**Data for review**:
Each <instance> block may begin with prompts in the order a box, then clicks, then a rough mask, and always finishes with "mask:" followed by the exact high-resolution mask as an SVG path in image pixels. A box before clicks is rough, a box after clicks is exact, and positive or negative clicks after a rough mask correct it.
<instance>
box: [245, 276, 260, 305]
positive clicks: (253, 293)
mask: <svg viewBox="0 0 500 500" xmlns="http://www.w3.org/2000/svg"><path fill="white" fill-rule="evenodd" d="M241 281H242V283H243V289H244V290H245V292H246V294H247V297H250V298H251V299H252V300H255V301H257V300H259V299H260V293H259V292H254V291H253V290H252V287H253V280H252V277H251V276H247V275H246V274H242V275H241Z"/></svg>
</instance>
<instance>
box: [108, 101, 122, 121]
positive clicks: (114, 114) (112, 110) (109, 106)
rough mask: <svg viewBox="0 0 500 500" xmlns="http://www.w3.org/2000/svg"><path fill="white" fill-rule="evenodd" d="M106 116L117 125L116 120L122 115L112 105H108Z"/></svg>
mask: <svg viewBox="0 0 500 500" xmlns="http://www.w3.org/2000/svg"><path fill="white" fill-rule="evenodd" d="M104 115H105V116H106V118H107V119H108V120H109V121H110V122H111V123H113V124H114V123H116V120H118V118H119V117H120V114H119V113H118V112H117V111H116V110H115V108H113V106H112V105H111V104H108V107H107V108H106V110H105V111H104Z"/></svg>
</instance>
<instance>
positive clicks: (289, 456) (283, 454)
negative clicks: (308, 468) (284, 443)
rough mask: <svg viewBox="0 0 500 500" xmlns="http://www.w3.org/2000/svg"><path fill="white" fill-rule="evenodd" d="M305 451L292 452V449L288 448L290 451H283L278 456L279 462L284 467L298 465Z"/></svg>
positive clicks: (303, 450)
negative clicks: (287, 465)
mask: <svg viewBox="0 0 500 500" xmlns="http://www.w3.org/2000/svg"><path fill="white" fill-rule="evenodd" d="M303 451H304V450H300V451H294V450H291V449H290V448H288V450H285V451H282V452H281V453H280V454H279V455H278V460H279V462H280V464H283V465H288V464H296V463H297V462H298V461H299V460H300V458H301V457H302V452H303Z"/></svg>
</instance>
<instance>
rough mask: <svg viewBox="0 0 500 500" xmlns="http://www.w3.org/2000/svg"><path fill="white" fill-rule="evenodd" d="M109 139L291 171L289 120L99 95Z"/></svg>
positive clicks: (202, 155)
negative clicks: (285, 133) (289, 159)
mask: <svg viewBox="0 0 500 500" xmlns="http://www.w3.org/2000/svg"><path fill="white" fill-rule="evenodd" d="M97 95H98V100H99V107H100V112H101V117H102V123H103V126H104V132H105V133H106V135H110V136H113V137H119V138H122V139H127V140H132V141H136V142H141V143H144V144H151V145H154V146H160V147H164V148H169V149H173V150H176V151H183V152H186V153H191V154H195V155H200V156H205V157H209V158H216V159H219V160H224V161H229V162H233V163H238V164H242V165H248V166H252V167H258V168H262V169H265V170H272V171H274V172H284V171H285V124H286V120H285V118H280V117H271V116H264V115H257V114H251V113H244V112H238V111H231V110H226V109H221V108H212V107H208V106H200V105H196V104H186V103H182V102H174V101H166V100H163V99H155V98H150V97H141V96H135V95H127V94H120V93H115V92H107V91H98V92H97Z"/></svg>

**Exercise objective**: An exact transcription of the lines from the start of the listing through the line bearing "negative clicks: (308, 468) (284, 443)" is the whole answer.

**Result for this exercise**:
Each <instance> block may begin with prompts in the order a box, then clicks, then a rough mask, and always finishes with "mask:" followed by the exact high-resolution mask as an SVG path in image pixels. A box before clicks is rough, a box after clicks is exact, and positive or negative clicks after a rough mask correct it.
<instance>
box: [245, 276, 260, 305]
positive clicks: (253, 293)
mask: <svg viewBox="0 0 500 500" xmlns="http://www.w3.org/2000/svg"><path fill="white" fill-rule="evenodd" d="M241 281H242V283H243V289H244V290H245V292H246V294H247V297H250V298H251V299H252V300H255V301H257V300H259V299H260V293H259V292H254V291H253V290H252V287H253V280H252V277H251V276H247V275H246V274H242V275H241Z"/></svg>
</instance>
<instance>
box: [108, 101, 122, 121]
positive clicks: (114, 114) (112, 110) (109, 106)
rough mask: <svg viewBox="0 0 500 500" xmlns="http://www.w3.org/2000/svg"><path fill="white" fill-rule="evenodd" d="M106 116L117 125L116 120L122 115L112 105H108Z"/></svg>
mask: <svg viewBox="0 0 500 500" xmlns="http://www.w3.org/2000/svg"><path fill="white" fill-rule="evenodd" d="M104 115H105V116H106V118H107V119H108V120H109V121H110V122H111V123H113V124H114V123H116V120H118V118H119V117H120V114H119V113H118V112H117V111H116V110H115V108H113V106H112V105H111V104H108V107H107V108H106V110H105V111H104Z"/></svg>
</instance>
<instance>
positive clicks: (289, 456) (283, 454)
negative clicks: (308, 468) (284, 443)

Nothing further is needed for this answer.